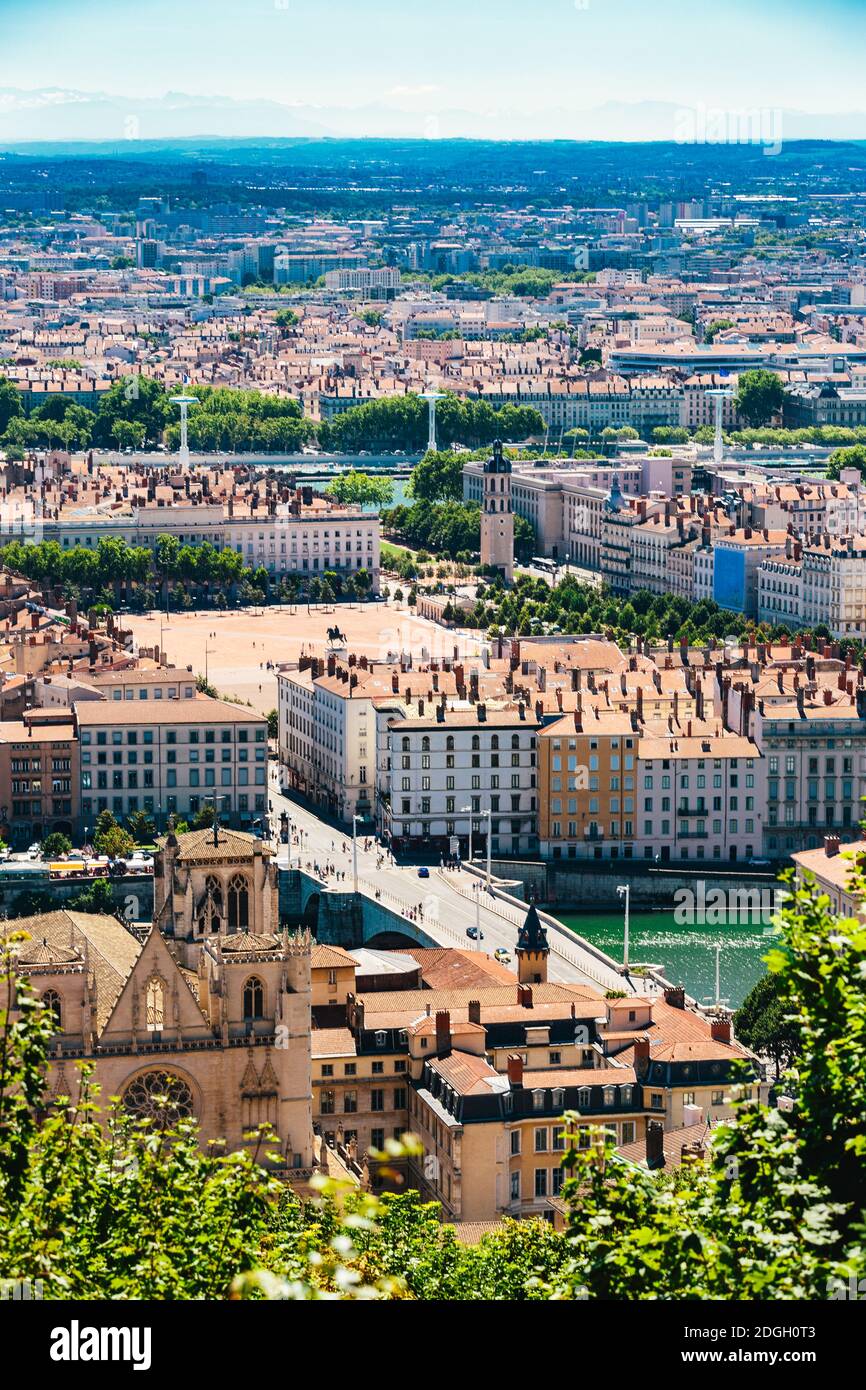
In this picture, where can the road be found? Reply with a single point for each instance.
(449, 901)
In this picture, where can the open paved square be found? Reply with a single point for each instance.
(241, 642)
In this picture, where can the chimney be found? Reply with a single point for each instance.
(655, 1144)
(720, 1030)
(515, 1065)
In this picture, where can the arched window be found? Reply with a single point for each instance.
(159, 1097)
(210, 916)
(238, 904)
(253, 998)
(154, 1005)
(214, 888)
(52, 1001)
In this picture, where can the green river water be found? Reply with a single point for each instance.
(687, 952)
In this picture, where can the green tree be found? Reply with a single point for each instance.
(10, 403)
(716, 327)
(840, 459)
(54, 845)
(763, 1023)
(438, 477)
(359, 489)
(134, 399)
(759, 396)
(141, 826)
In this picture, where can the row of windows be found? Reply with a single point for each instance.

▬▬▬▬▬▬▬▬▬▬

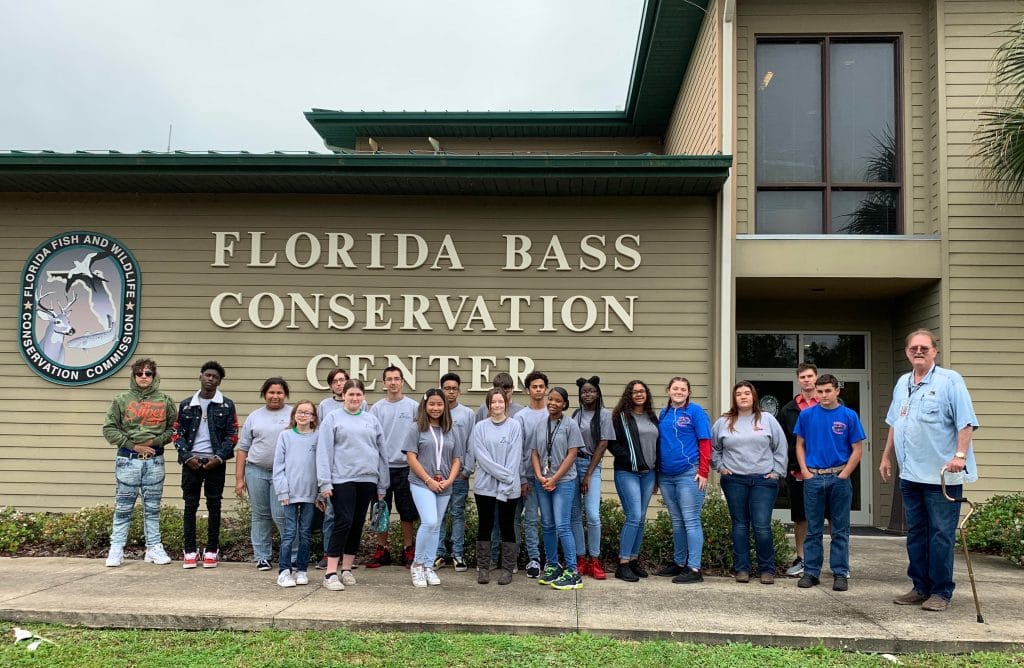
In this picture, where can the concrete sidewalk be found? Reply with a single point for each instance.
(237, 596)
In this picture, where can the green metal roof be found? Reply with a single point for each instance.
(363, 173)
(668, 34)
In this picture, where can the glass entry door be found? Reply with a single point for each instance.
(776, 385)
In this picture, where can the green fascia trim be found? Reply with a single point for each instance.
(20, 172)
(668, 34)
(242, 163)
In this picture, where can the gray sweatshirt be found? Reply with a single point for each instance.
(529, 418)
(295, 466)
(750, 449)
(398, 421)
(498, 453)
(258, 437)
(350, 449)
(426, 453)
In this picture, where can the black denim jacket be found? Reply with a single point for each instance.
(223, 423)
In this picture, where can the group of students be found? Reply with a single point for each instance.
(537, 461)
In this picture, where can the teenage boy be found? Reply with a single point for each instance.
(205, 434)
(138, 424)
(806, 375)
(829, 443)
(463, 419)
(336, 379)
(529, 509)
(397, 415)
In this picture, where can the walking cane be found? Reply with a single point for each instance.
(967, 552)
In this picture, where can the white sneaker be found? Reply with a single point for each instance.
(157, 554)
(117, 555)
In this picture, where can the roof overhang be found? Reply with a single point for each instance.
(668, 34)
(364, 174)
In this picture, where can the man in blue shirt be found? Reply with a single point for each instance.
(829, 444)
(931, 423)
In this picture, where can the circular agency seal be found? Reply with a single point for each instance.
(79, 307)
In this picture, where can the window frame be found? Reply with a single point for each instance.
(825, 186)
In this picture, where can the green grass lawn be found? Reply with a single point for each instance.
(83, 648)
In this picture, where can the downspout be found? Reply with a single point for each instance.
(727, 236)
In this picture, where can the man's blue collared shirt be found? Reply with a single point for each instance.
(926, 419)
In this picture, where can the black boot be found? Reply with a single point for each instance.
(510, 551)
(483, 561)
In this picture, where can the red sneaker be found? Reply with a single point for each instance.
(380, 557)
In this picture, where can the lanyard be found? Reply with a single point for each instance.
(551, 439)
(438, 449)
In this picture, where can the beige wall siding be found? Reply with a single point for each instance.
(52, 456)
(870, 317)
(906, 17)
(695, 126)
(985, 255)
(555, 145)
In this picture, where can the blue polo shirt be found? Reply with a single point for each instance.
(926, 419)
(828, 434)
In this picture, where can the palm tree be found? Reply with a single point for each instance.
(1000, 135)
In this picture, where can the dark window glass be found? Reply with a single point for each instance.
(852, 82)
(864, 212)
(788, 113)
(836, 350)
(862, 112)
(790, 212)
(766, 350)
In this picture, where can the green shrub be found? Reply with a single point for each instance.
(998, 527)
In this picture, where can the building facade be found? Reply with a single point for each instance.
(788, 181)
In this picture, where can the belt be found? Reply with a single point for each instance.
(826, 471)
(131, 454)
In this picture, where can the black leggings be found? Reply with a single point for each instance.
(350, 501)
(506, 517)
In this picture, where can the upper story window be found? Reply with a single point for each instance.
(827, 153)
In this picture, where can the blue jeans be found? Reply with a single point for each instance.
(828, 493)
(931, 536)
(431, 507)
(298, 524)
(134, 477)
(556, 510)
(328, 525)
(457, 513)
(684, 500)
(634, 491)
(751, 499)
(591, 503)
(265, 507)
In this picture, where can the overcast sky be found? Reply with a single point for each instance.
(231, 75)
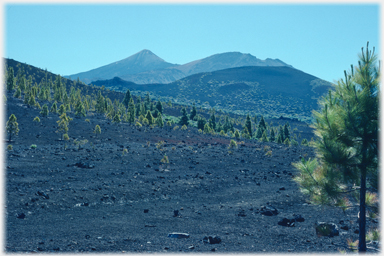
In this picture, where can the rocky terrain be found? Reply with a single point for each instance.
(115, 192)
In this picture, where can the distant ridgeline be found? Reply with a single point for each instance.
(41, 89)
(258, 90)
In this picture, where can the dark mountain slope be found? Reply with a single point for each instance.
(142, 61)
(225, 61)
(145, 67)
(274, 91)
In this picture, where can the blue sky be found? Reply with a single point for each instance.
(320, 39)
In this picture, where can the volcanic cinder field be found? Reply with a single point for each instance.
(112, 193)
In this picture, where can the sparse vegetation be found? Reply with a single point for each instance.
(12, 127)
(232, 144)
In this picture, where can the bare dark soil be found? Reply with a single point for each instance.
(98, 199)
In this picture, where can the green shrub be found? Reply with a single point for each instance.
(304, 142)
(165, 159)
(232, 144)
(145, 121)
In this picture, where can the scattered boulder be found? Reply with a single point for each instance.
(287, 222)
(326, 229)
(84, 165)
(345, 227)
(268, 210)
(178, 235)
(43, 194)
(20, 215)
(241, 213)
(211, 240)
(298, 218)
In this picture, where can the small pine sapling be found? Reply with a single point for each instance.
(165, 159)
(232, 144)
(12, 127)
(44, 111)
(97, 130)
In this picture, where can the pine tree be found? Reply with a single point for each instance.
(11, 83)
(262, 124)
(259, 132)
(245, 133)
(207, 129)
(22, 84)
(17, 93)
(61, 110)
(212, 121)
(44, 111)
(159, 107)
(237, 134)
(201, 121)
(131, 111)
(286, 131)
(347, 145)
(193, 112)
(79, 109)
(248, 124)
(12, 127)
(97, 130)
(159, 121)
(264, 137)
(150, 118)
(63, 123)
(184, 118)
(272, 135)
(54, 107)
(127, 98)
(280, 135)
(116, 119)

▬▬▬▬▬▬▬▬▬▬

## [WHAT THE TASK REQUIRES]
The response must hold only the lines above from the line with "In this picture, where can the road" through the line with "In this picture, where can the row", each copied exactly, both ends kept.

## [FINISHED EXERCISE]
In this picture, where can the road be found? Reply with a single point for each instance.
(449, 901)
In this picture, where can the open paved square be found? Reply with a single point for each instance.
(241, 642)
In this picture, where can the chimney be found? Reply with a single point for each instance.
(655, 1144)
(720, 1030)
(515, 1065)
In this picture, where can the arched window be found? Reply with a single point for each instance.
(159, 1097)
(210, 916)
(238, 904)
(253, 998)
(154, 1005)
(214, 888)
(52, 1001)
In this picture, where can the green river water be found? Reply with a single point for each instance.
(687, 952)
In this picture, where can the green tree be found? Reply with a single point for each instance.
(10, 403)
(716, 327)
(840, 459)
(54, 845)
(763, 1023)
(438, 477)
(359, 489)
(134, 399)
(759, 396)
(141, 826)
In this picture, where can the row of windows be found? Reply with a single point for each instance.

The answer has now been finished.